• _BRIEF_: Please return each line of the data below that contains the string "surface", copied unchanged.

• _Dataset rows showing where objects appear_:
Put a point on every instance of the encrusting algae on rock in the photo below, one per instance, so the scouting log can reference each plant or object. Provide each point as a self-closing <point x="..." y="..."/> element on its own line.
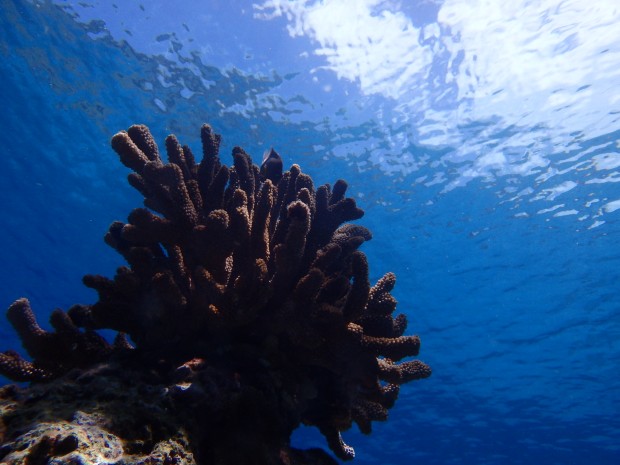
<point x="245" y="311"/>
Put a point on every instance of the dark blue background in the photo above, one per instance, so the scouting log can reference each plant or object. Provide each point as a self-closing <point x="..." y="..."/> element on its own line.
<point x="519" y="316"/>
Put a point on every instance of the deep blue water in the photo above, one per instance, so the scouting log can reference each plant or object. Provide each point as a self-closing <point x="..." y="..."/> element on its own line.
<point x="482" y="141"/>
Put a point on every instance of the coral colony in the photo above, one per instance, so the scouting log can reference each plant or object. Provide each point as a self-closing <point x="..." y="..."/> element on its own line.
<point x="245" y="311"/>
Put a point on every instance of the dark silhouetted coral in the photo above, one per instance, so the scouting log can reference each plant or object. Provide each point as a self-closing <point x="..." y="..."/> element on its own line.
<point x="246" y="307"/>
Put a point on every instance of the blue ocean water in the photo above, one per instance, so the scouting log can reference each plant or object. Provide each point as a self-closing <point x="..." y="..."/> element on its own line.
<point x="481" y="139"/>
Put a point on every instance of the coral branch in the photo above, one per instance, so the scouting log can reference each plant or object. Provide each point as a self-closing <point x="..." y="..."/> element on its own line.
<point x="247" y="301"/>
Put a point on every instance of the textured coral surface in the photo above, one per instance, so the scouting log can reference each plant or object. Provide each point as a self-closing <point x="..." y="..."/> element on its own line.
<point x="246" y="306"/>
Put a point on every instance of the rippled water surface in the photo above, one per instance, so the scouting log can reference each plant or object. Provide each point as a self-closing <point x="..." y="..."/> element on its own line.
<point x="482" y="138"/>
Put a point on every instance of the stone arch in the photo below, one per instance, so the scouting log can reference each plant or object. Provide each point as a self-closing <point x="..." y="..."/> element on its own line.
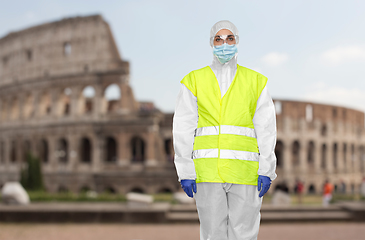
<point x="28" y="108"/>
<point x="324" y="130"/>
<point x="344" y="155"/>
<point x="85" y="150"/>
<point x="279" y="152"/>
<point x="362" y="158"/>
<point x="65" y="101"/>
<point x="62" y="152"/>
<point x="2" y="152"/>
<point x="45" y="104"/>
<point x="311" y="189"/>
<point x="169" y="150"/>
<point x="335" y="155"/>
<point x="111" y="149"/>
<point x="14" y="109"/>
<point x="84" y="189"/>
<point x="112" y="95"/>
<point x="62" y="189"/>
<point x="13" y="151"/>
<point x="137" y="189"/>
<point x="352" y="156"/>
<point x="324" y="156"/>
<point x="295" y="153"/>
<point x="310" y="154"/>
<point x="43" y="150"/>
<point x="110" y="189"/>
<point x="26" y="149"/>
<point x="87" y="99"/>
<point x="138" y="149"/>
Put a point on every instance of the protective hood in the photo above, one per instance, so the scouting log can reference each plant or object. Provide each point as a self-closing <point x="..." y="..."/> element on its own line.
<point x="224" y="72"/>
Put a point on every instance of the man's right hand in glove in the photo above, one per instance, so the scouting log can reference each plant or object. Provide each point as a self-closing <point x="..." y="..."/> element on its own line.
<point x="189" y="186"/>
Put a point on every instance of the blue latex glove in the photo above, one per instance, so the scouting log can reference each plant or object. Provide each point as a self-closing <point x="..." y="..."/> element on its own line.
<point x="188" y="185"/>
<point x="266" y="182"/>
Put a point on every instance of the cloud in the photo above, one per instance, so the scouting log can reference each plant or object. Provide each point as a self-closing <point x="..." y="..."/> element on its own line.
<point x="343" y="54"/>
<point x="335" y="95"/>
<point x="275" y="58"/>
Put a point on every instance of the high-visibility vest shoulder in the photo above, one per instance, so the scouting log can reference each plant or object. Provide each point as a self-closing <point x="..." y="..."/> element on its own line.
<point x="225" y="145"/>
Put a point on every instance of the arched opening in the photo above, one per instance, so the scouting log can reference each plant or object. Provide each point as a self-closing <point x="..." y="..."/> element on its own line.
<point x="84" y="189"/>
<point x="138" y="149"/>
<point x="62" y="151"/>
<point x="88" y="95"/>
<point x="26" y="150"/>
<point x="279" y="152"/>
<point x="311" y="189"/>
<point x="111" y="149"/>
<point x="168" y="150"/>
<point x="324" y="156"/>
<point x="66" y="101"/>
<point x="14" y="110"/>
<point x="352" y="157"/>
<point x="85" y="150"/>
<point x="2" y="152"/>
<point x="295" y="153"/>
<point x="362" y="158"/>
<point x="13" y="151"/>
<point x="335" y="157"/>
<point x="165" y="190"/>
<point x="45" y="104"/>
<point x="344" y="157"/>
<point x="28" y="109"/>
<point x="43" y="150"/>
<point x="324" y="130"/>
<point x="113" y="95"/>
<point x="137" y="190"/>
<point x="110" y="190"/>
<point x="310" y="154"/>
<point x="62" y="189"/>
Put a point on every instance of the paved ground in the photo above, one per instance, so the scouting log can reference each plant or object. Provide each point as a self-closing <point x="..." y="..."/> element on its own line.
<point x="304" y="231"/>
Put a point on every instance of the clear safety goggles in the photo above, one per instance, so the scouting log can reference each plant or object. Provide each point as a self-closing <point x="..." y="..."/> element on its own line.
<point x="221" y="39"/>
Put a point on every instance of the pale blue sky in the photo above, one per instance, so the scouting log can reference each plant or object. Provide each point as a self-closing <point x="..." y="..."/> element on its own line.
<point x="310" y="50"/>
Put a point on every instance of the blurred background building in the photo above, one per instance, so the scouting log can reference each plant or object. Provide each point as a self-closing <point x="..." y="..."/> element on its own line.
<point x="55" y="83"/>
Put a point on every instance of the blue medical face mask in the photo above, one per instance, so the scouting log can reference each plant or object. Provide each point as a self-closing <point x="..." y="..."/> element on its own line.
<point x="225" y="52"/>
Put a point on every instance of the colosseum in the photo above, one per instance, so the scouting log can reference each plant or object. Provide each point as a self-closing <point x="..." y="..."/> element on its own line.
<point x="56" y="80"/>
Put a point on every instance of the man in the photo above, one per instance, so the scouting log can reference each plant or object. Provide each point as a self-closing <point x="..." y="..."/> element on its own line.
<point x="224" y="132"/>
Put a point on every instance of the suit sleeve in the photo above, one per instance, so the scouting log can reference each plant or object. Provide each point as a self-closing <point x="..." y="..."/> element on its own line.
<point x="185" y="122"/>
<point x="264" y="121"/>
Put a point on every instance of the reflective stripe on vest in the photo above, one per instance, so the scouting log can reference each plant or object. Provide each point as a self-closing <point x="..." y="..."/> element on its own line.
<point x="226" y="154"/>
<point x="226" y="129"/>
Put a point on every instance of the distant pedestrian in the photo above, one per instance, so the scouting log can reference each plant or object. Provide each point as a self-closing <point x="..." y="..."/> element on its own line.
<point x="327" y="193"/>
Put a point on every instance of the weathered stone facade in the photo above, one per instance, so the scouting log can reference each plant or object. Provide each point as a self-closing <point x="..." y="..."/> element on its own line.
<point x="122" y="145"/>
<point x="83" y="142"/>
<point x="318" y="142"/>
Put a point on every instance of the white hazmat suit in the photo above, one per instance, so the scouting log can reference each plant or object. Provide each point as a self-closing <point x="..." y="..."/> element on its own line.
<point x="226" y="211"/>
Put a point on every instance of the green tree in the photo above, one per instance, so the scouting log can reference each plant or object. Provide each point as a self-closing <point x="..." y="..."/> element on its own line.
<point x="31" y="175"/>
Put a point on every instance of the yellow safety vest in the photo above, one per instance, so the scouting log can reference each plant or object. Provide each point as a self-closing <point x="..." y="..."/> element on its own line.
<point x="225" y="144"/>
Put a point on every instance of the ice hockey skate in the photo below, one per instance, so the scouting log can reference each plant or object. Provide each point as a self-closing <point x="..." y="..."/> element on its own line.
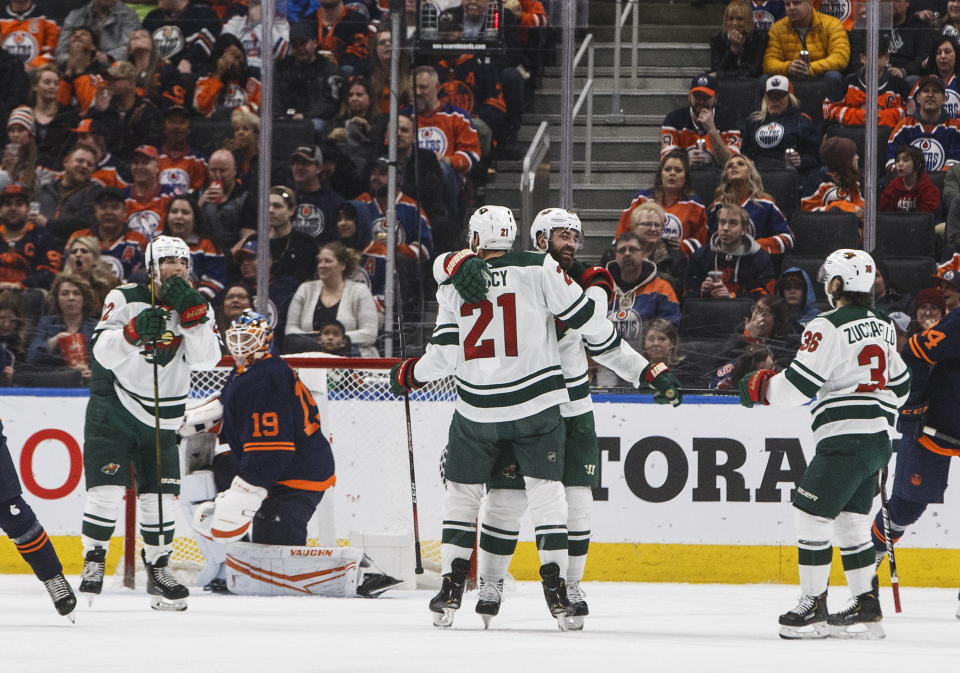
<point x="91" y="579"/>
<point x="488" y="602"/>
<point x="806" y="621"/>
<point x="555" y="593"/>
<point x="374" y="584"/>
<point x="862" y="610"/>
<point x="446" y="603"/>
<point x="166" y="592"/>
<point x="62" y="596"/>
<point x="578" y="606"/>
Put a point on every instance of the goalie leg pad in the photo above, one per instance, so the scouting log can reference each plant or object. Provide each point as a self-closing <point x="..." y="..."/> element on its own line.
<point x="579" y="516"/>
<point x="100" y="515"/>
<point x="282" y="519"/>
<point x="281" y="570"/>
<point x="235" y="509"/>
<point x="499" y="530"/>
<point x="153" y="545"/>
<point x="548" y="511"/>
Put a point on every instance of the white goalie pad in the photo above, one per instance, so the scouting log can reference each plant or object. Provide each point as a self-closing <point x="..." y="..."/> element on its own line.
<point x="278" y="570"/>
<point x="202" y="418"/>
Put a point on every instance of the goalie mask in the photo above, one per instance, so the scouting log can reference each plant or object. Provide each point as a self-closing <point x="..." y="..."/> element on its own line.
<point x="494" y="226"/>
<point x="162" y="247"/>
<point x="549" y="219"/>
<point x="855" y="268"/>
<point x="249" y="336"/>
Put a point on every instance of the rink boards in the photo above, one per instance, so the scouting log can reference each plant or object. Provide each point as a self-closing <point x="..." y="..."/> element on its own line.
<point x="698" y="493"/>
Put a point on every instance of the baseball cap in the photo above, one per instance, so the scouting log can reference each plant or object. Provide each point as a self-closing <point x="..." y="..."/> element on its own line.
<point x="778" y="83"/>
<point x="311" y="153"/>
<point x="147" y="151"/>
<point x="14" y="190"/>
<point x="931" y="79"/>
<point x="704" y="83"/>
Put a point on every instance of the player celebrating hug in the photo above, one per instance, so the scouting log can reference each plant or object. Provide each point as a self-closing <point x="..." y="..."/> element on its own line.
<point x="159" y="329"/>
<point x="849" y="362"/>
<point x="502" y="346"/>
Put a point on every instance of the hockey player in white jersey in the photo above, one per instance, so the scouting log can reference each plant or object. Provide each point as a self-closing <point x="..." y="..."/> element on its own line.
<point x="558" y="232"/>
<point x="162" y="323"/>
<point x="503" y="350"/>
<point x="848" y="361"/>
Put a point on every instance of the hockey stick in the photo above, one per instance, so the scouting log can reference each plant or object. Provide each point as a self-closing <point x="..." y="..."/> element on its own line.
<point x="885" y="510"/>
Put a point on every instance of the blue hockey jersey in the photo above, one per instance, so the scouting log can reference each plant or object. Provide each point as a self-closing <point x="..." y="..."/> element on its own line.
<point x="271" y="422"/>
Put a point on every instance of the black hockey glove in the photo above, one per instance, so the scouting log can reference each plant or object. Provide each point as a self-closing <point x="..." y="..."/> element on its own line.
<point x="401" y="377"/>
<point x="592" y="276"/>
<point x="146" y="326"/>
<point x="666" y="384"/>
<point x="190" y="304"/>
<point x="469" y="275"/>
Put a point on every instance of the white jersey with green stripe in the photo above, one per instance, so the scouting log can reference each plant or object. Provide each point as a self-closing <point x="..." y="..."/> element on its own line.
<point x="503" y="351"/>
<point x="129" y="368"/>
<point x="848" y="361"/>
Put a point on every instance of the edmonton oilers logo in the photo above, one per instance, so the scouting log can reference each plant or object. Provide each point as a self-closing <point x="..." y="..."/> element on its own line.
<point x="672" y="228"/>
<point x="769" y="135"/>
<point x="933" y="152"/>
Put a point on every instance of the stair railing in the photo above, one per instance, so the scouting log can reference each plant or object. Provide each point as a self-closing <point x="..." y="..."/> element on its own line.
<point x="621" y="20"/>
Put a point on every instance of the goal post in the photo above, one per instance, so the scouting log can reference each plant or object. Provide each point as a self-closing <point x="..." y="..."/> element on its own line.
<point x="366" y="427"/>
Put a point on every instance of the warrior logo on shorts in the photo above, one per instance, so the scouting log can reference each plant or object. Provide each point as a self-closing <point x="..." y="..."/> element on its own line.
<point x="933" y="153"/>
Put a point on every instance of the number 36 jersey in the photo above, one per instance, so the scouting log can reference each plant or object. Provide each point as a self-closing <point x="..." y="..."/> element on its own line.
<point x="271" y="422"/>
<point x="503" y="350"/>
<point x="848" y="360"/>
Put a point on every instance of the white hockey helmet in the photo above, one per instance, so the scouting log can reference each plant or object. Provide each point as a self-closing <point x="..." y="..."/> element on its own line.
<point x="549" y="219"/>
<point x="855" y="268"/>
<point x="249" y="335"/>
<point x="162" y="247"/>
<point x="494" y="226"/>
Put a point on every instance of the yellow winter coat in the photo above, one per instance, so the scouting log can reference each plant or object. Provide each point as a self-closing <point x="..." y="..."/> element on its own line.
<point x="827" y="43"/>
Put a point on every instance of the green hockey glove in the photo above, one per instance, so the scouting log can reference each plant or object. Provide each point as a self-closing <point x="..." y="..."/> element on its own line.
<point x="146" y="326"/>
<point x="190" y="304"/>
<point x="666" y="384"/>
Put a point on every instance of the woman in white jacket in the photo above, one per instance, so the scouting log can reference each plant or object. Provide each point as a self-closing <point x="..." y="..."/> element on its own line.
<point x="334" y="297"/>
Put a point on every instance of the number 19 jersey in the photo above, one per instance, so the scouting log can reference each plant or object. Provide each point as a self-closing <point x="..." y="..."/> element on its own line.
<point x="848" y="359"/>
<point x="503" y="350"/>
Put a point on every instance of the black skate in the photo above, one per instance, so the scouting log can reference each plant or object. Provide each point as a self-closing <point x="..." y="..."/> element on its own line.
<point x="578" y="606"/>
<point x="863" y="609"/>
<point x="446" y="603"/>
<point x="807" y="620"/>
<point x="166" y="592"/>
<point x="555" y="593"/>
<point x="488" y="602"/>
<point x="62" y="596"/>
<point x="91" y="580"/>
<point x="374" y="584"/>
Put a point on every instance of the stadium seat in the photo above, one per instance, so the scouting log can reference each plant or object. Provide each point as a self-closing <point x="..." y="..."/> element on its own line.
<point x="905" y="234"/>
<point x="910" y="274"/>
<point x="704" y="182"/>
<point x="713" y="318"/>
<point x="783" y="186"/>
<point x="811" y="264"/>
<point x="738" y="97"/>
<point x="822" y="233"/>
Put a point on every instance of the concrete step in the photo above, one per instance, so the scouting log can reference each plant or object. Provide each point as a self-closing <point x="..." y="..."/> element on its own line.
<point x="640" y="101"/>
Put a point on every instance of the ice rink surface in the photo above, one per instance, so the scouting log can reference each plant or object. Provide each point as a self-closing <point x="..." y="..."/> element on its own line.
<point x="660" y="628"/>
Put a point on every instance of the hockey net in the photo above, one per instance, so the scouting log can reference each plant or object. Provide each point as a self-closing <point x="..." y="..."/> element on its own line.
<point x="366" y="426"/>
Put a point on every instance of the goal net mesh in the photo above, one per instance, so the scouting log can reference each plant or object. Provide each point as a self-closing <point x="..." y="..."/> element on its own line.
<point x="367" y="429"/>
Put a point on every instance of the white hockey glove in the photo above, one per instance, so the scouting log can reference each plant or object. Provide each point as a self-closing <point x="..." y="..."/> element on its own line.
<point x="234" y="511"/>
<point x="206" y="417"/>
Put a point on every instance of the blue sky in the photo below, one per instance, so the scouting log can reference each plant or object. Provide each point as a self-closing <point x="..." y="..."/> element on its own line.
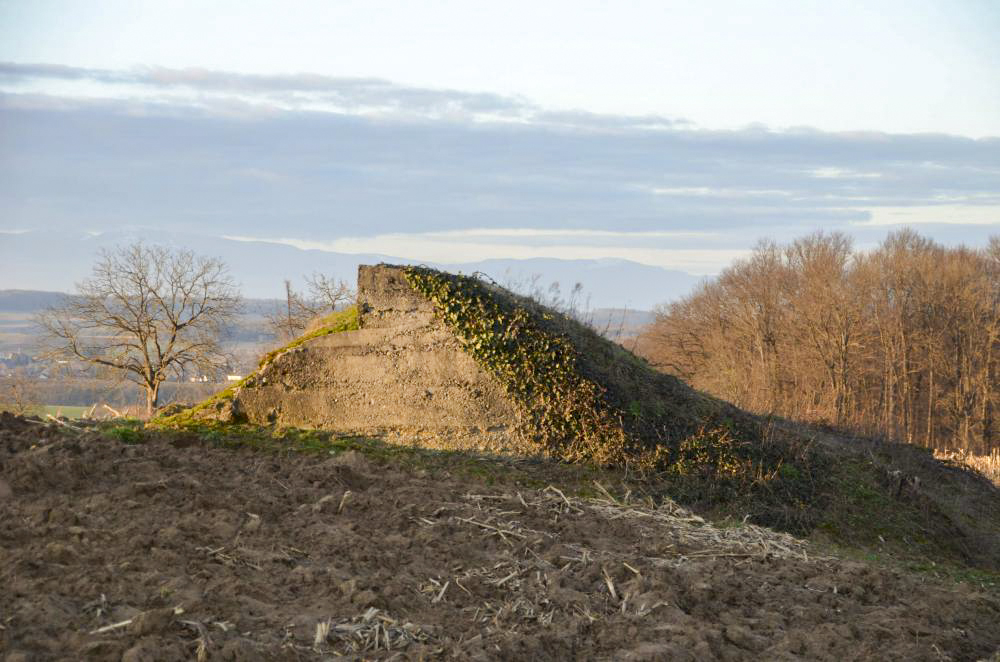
<point x="671" y="134"/>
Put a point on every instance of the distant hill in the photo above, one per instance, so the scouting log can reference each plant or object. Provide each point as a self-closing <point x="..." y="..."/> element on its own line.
<point x="27" y="301"/>
<point x="41" y="261"/>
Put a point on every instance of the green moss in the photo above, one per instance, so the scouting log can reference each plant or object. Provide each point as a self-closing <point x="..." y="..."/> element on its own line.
<point x="583" y="398"/>
<point x="561" y="411"/>
<point x="336" y="322"/>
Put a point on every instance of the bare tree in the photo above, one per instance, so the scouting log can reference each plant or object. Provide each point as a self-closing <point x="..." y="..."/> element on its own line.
<point x="325" y="295"/>
<point x="901" y="341"/>
<point x="147" y="313"/>
<point x="19" y="394"/>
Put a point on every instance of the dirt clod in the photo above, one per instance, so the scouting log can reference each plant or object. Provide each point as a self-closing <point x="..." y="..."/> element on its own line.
<point x="418" y="567"/>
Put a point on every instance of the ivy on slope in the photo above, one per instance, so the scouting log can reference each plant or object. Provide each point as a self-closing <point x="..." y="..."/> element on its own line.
<point x="561" y="410"/>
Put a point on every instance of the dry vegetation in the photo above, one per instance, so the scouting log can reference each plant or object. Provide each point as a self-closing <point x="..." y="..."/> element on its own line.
<point x="901" y="342"/>
<point x="988" y="465"/>
<point x="240" y="543"/>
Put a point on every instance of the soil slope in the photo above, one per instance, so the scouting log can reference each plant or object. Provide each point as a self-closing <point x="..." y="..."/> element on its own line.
<point x="219" y="554"/>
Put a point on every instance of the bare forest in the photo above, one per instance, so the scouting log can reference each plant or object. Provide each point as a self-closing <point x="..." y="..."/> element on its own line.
<point x="899" y="342"/>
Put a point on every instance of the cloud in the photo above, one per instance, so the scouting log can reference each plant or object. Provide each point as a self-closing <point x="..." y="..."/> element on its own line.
<point x="985" y="215"/>
<point x="458" y="247"/>
<point x="220" y="90"/>
<point x="438" y="174"/>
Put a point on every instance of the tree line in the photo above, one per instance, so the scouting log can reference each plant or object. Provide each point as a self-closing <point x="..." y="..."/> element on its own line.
<point x="900" y="342"/>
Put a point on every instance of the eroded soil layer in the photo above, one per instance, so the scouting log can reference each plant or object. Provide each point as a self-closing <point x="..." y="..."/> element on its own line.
<point x="176" y="550"/>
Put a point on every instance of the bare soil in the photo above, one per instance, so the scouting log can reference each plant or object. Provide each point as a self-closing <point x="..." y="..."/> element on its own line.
<point x="175" y="549"/>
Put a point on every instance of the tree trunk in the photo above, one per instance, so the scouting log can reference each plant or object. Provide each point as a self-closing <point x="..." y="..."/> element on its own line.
<point x="152" y="398"/>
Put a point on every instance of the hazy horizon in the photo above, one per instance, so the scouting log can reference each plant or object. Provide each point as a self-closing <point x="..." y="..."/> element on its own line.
<point x="668" y="136"/>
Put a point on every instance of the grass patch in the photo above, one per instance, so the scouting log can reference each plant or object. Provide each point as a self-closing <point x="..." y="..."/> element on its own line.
<point x="336" y="322"/>
<point x="490" y="470"/>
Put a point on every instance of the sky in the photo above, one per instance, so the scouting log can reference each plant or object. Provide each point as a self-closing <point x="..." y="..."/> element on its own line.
<point x="673" y="134"/>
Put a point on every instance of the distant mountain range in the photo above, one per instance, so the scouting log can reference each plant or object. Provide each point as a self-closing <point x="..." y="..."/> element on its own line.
<point x="42" y="260"/>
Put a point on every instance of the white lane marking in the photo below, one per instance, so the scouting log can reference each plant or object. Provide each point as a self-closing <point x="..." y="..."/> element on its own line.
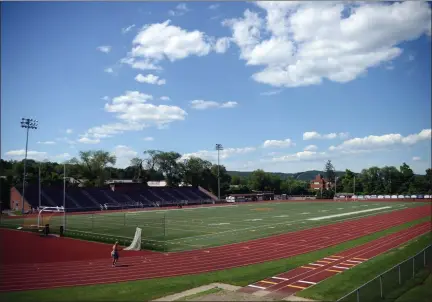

• _WRITTEN ANSWER_:
Put a point on every instance of the textured coral surface in the photo above, one per instance, so the scouting log can reference each plant or object. Provide each point as a self-closing <point x="..." y="..."/> element on its own line.
Put a point on every instance of the rippled water surface in the photo above, one per instance, so the scouting log can reference each plant or object. Provide each point as a self-closing <point x="..." y="..."/> element on its own line.
Put a point on every instance of the ice rink surface in the photo above, one per instance, so the scouting log can reference each plant or object. Provide each point as a self-closing <point x="..." y="..."/> element on its own line.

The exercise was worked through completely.